The conceptual schematic behind our experiment is depicted in Fig. 1a. This camera utilizes an artificial neural network to identify the photon statistics of each point source that constitutes a target object. The description of the photon statistics produced by the scattering of an arbitrary number of light sources is achieved through a general model that relies on the quantum theory of optical coherence introduced by Sudarshan and Glauber34,35,36. We use this model to design and train a neural network capable of identifying light sources at each pixel of our camera. This unique feature is achieved by performing photon-number-resolving detection33. The sensitivity of this camera is limited by the photon fluctuations, as stipulated by the Heisenberg uncertainty principle, and not by the Abbe-Rayleigh resolution limit5,34.
-------
WHAT TO DO:
1 - Translate this sentence from the camera passage into Spanish: "We use this model to design and train a neural network capable of identifying light sources at each pixel of our camera."
2 - Using the camera passage, answer these:
(a) What does the artificial neural network identify for each point source?
(b) Whose quantum theory of optical coherence does the general model rely on?
(c) What limits the camera's sensitivity?
3 - Swap "neural network" for "deep learning model" in the camera passage, then write out the part starting at "The conceptual schematic" and ending at "Abbe-Rayleigh resolution limit5,34.".
The rows have no role in any of this work.

INPUT DATA:
-------
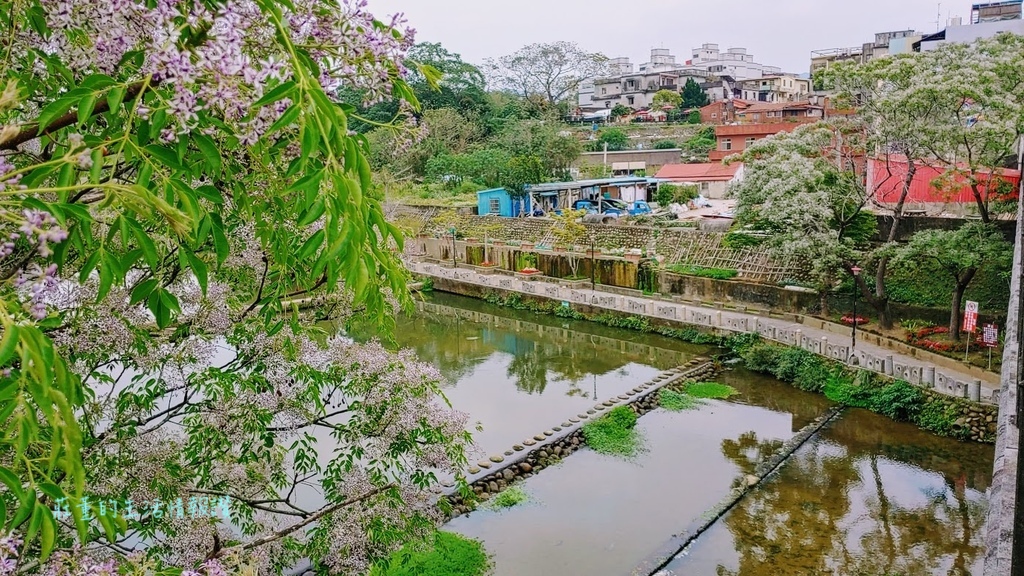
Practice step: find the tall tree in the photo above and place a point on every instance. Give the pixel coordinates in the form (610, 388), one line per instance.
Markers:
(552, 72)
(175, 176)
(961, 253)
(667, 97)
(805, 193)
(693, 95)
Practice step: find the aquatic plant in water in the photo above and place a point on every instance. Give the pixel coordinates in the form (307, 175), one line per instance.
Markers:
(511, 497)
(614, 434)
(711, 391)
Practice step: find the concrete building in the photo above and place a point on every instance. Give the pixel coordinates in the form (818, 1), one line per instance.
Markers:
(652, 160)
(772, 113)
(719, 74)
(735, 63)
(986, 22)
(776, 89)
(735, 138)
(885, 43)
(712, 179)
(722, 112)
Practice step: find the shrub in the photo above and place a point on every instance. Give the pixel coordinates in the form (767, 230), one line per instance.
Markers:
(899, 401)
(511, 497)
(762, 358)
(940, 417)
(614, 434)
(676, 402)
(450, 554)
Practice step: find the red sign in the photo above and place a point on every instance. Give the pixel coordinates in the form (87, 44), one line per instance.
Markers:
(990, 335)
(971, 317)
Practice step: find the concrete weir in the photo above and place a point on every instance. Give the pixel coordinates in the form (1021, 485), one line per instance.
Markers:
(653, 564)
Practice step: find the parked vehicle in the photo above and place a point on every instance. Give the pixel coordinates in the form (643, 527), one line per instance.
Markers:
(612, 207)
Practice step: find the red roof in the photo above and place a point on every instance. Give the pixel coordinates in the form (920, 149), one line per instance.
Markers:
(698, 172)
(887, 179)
-------
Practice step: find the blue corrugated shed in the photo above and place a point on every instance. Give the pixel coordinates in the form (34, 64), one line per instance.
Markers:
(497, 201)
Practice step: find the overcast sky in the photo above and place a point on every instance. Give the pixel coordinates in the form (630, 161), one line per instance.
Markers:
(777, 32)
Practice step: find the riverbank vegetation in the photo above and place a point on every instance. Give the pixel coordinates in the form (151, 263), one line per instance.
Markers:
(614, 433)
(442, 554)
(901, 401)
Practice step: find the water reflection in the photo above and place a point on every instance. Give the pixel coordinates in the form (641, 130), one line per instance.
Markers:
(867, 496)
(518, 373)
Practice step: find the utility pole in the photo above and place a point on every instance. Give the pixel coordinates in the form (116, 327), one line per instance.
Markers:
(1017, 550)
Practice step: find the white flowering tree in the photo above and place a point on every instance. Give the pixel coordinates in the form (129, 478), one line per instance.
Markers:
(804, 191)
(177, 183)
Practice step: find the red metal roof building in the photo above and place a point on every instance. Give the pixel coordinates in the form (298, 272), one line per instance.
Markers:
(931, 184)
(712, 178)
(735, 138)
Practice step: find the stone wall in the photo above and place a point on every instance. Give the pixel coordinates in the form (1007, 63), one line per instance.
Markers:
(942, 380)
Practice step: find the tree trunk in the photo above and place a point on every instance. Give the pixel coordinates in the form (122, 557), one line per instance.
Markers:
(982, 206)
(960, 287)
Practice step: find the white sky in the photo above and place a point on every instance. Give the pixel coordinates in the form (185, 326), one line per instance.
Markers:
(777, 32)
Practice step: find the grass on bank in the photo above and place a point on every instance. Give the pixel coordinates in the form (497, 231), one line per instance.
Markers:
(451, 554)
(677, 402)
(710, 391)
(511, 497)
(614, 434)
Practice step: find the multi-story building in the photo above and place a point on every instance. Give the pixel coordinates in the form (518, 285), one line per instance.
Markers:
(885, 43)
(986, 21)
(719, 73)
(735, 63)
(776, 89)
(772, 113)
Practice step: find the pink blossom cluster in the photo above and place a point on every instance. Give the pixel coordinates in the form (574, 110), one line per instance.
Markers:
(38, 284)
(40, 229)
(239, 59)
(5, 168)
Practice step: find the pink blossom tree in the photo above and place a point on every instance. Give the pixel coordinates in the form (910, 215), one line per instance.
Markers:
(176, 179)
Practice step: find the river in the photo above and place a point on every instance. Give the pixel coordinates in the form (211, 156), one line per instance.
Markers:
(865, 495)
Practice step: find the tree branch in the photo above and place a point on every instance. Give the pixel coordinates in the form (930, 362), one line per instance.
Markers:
-------
SOLUTIONS PER TASK:
1 - Utilizamos este modelo para diseñar y entrenar una red neuronal capaz de identificar fuentes de luz en cada píxel de nuestra cámara.

2 -
(a) The photon statistics of each point source that makes up a target object.
(b) The theory introduced by Sudarshan and Glauber.
(c) Photon fluctuations, as stipulated by the Heisenberg uncertainty principle, rather than the Abbe-Rayleigh resolution limit.

3 -
The conceptual schematic behind our experiment is depicted in Fig. 1a. This camera utilizes an artificial deep learning model to identify the photon statistics of each point source that constitutes a target object. The description of the photon statistics produced by the scattering of an arbitrary number of light sources is achieved through a general model that relies on the quantum theory of optical coherence introduced by Sudarshan and Glauber34,35,36. We use this model to design and train a deep learning model capable of identifying light sources at each pixel of our camera. This unique feature is achieved by performing photon-number-resolving detection33. The sensitivity of this camera is limited by the photon fluctuations, as stipulated by the Heisenberg uncertainty principle, and not by the Abbe-Rayleigh resolution limit5,34.